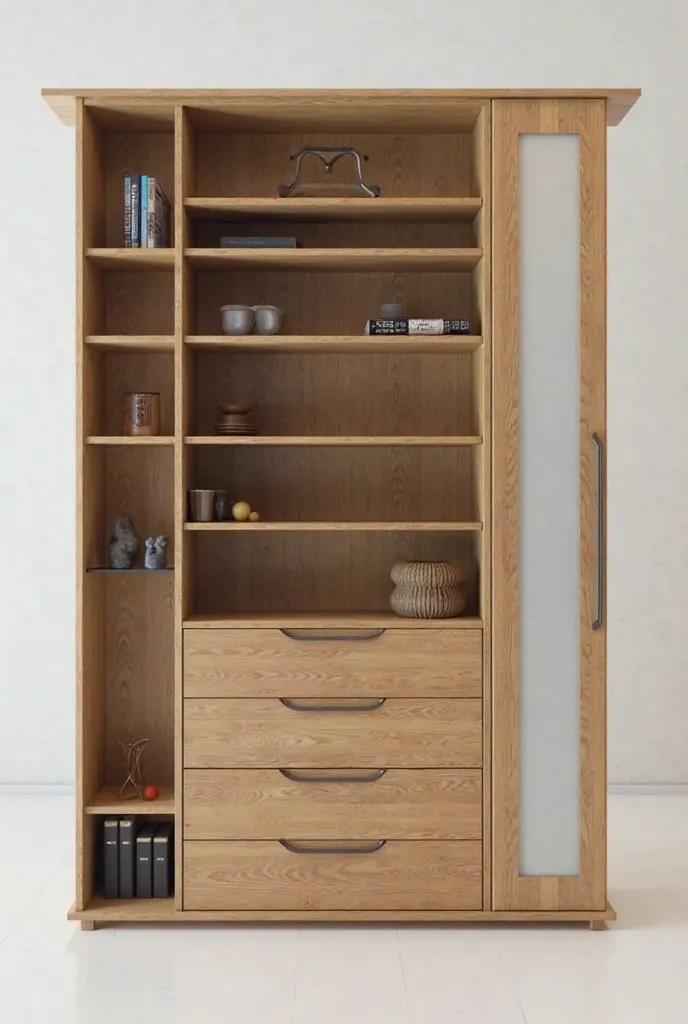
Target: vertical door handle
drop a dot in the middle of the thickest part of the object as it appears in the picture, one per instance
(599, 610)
---
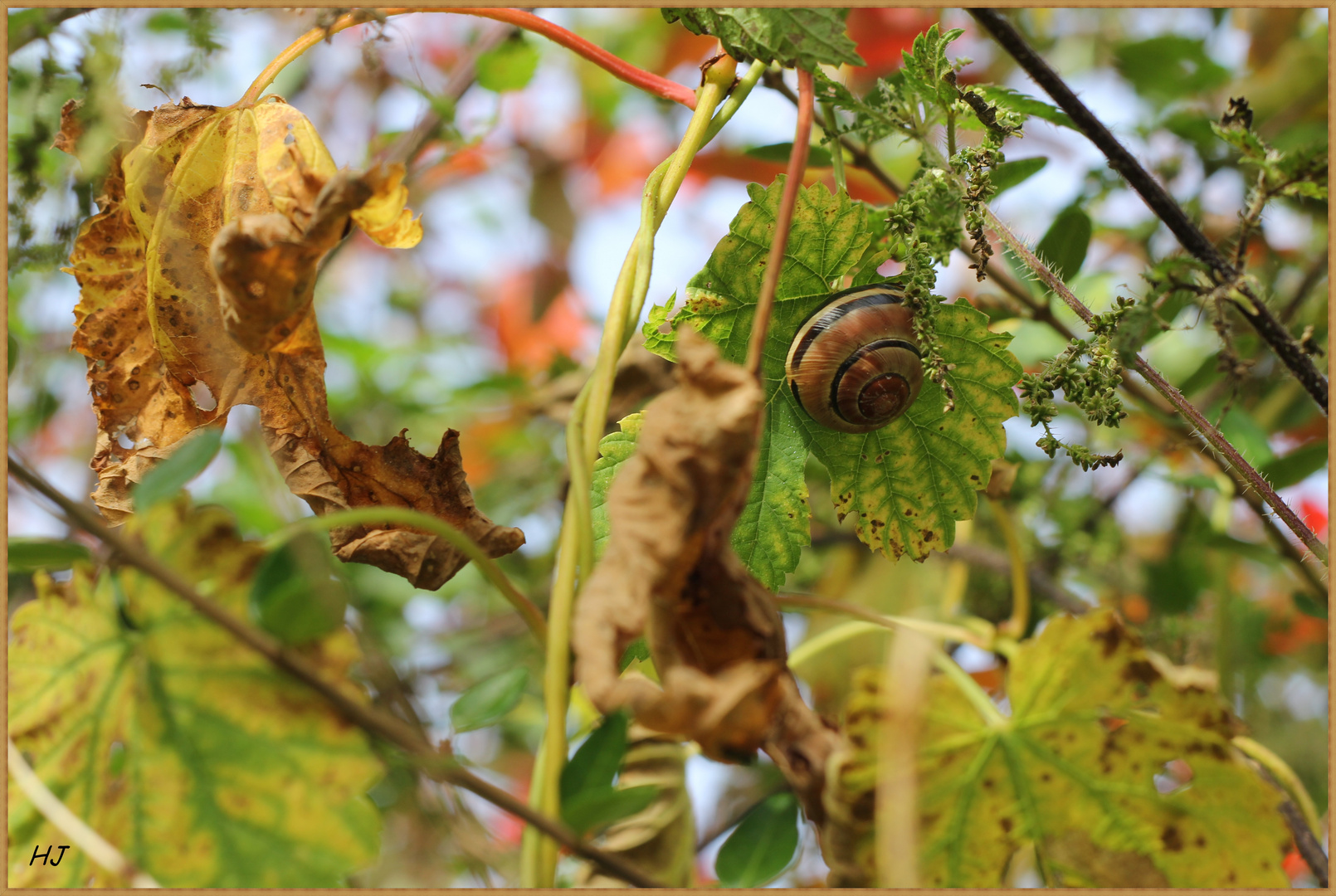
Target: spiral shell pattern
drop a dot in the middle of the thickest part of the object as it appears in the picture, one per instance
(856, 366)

[Written exercise] Pull out each of the lines above that contains the string "Target", matching its capitalization exactly.

[Final answer]
Target: vertical door handle
Target: spiral shell pattern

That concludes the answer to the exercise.